==== RECORD LIST

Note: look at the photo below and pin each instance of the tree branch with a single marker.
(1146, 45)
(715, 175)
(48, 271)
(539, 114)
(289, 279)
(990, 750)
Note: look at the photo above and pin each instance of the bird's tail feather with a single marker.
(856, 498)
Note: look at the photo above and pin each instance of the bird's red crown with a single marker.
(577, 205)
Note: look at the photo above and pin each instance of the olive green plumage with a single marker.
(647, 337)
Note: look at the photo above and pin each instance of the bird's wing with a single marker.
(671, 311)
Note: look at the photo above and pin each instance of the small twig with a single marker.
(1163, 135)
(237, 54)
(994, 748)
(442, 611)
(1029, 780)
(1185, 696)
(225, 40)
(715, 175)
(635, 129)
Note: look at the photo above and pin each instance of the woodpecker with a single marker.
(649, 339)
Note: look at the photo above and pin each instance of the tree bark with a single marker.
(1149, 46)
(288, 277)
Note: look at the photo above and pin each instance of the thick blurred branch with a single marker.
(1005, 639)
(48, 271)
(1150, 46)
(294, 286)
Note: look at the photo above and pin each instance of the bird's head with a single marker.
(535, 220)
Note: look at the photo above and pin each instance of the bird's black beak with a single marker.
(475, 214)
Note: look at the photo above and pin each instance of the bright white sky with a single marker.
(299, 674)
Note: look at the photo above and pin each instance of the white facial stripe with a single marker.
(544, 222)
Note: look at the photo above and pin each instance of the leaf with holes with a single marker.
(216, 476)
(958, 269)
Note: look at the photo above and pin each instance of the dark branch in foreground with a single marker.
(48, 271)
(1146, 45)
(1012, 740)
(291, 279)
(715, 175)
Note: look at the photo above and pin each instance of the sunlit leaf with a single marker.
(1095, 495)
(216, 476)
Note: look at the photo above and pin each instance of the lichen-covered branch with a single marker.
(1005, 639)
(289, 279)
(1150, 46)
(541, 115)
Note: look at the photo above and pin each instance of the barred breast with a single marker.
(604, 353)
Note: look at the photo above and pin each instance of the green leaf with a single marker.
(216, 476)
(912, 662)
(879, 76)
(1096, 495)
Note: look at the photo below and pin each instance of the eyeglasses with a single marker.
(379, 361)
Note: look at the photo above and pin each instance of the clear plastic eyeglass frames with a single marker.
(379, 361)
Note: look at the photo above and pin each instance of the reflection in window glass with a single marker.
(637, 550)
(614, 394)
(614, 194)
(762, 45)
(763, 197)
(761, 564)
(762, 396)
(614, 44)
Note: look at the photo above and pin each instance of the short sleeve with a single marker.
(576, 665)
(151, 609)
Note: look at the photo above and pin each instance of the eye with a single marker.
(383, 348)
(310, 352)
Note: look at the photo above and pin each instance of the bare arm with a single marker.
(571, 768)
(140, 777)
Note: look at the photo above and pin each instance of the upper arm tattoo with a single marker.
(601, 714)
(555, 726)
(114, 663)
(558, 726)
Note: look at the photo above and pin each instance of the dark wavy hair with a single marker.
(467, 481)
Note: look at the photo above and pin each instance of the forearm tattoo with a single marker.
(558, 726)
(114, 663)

========

== DIRECTIONS ==
Render the records above as a Markdown table with two columns, Number and Record line, giving each line its own numbered row and omitting any blank lines.

== THE RESULT ==
| Number | Record line |
|---|---|
| 1 | Note: look at the photo below and pin each instance of the tree branch with a single marker. |
| 2 | (1146, 45) |
| 3 | (715, 175) |
| 4 | (48, 271) |
| 5 | (539, 114) |
| 6 | (289, 279) |
| 7 | (990, 750) |
| 8 | Note: look at the photo above and pin each instance of the bird's tail feather with a single marker. |
| 9 | (856, 498) |
| 10 | Note: look at the photo above and pin each instance of the bird's red crown with a single marker. |
| 11 | (577, 205) |
| 12 | Note: look at the photo above and pin each instance of the olive green plumage with a single marker. |
| 13 | (647, 337) |
| 14 | Note: look at the photo above and pin each instance of the bird's wing with a single marker. |
| 15 | (671, 311) |
| 16 | Note: look at the photo above and pin each instance of the small twig with a single marker. |
| 17 | (1163, 135) |
| 18 | (237, 54) |
| 19 | (994, 748) |
| 20 | (442, 611) |
| 21 | (1029, 780) |
| 22 | (1185, 696) |
| 23 | (225, 40) |
| 24 | (715, 175) |
| 25 | (635, 129) |
| 26 | Note: look at the photo above and pin each instance of the woodpecker with a single marker. |
| 27 | (649, 339) |
| 28 | Note: look at the photo above and pin each instance of the tree bark with a single marker. |
| 29 | (1149, 46) |
| 30 | (288, 277) |
| 31 | Note: look at the photo above and pin each instance of the thick blurred branch with a single marker. |
| 32 | (1005, 639) |
| 33 | (48, 271) |
| 34 | (1150, 46) |
| 35 | (294, 286) |
| 36 | Note: look at the photo above and pin each instance of the bird's head with a single marker. |
| 37 | (535, 220) |
| 38 | Note: look at the photo above and pin each instance of the bird's black beak with a single marker. |
| 39 | (475, 214) |
| 40 | Note: look at the photo above and pin each instance of the bright white sky with a single marker. |
| 41 | (299, 674) |
| 42 | Note: look at the photo above and pin each instance of the white facial stripe with a single marker. |
| 43 | (544, 222) |
| 44 | Note: look at the photo above and pin each instance of the leaf with holes with a single marker. |
| 45 | (216, 476) |
| 46 | (958, 269) |
| 47 | Note: look at the photo above and pin each instance of the dark branch in foreground with a single marker. |
| 48 | (48, 271) |
| 49 | (1146, 45) |
| 50 | (1012, 740) |
| 51 | (291, 279) |
| 52 | (715, 175) |
| 53 | Note: look at the photo above and pin each instance of the sunlit leaf with a single marker. |
| 54 | (1095, 495) |
| 55 | (216, 476) |
| 56 | Note: look at the photo above and pin each instance of the lichen-covered branch with a single marker. |
| 57 | (1005, 639) |
| 58 | (289, 279) |
| 59 | (1150, 46) |
| 60 | (541, 115) |
| 61 | Note: look at the photo above and pin each instance of the barred breast with a single marker. |
| 62 | (604, 353) |
| 63 | Note: look at the photo above and pin each instance of the green leaf with a single marker. |
| 64 | (216, 476) |
| 65 | (912, 662) |
| 66 | (879, 76) |
| 67 | (1096, 495) |
| 68 | Note: look at the photo below and pin each instance of the eyeglasses with a single marker. |
| 69 | (379, 361) |
| 70 | Note: look at the photo above and pin each instance of the clear plastic eyeglass frames with a single marker. |
| 71 | (379, 361) |
| 72 | Note: look at the photo above and pin each instance of the reflection in window glass with a single marker. |
| 73 | (637, 550) |
| 74 | (614, 394) |
| 75 | (614, 194) |
| 76 | (762, 45) |
| 77 | (763, 197) |
| 78 | (761, 564) |
| 79 | (762, 396) |
| 80 | (614, 44) |
| 81 | Note: look at the photo above and pin each instance of the short sleeve with a single marker. |
| 82 | (576, 665) |
| 83 | (151, 609) |
| 84 | Note: look at the photo above and pin each instance of the eye with a single marker. |
| 85 | (383, 348) |
| 86 | (310, 352) |
| 87 | Note: look at the photo above and pin each instance of the bare arm with a single marker. |
| 88 | (571, 768) |
| 89 | (140, 777) |
| 90 | Note: look at the photo above and pin each instance of the upper arm tattoo with a single marker. |
| 91 | (601, 714) |
| 92 | (555, 726) |
| 93 | (114, 663) |
| 94 | (558, 726) |
| 95 | Note: look at the photo above and pin each instance of the dark wavy hair with a single marker. |
| 96 | (467, 481) |
| 97 | Note: look at the photo above and pin each instance of the forearm tattoo with a single marker. |
| 98 | (558, 726) |
| 99 | (114, 663) |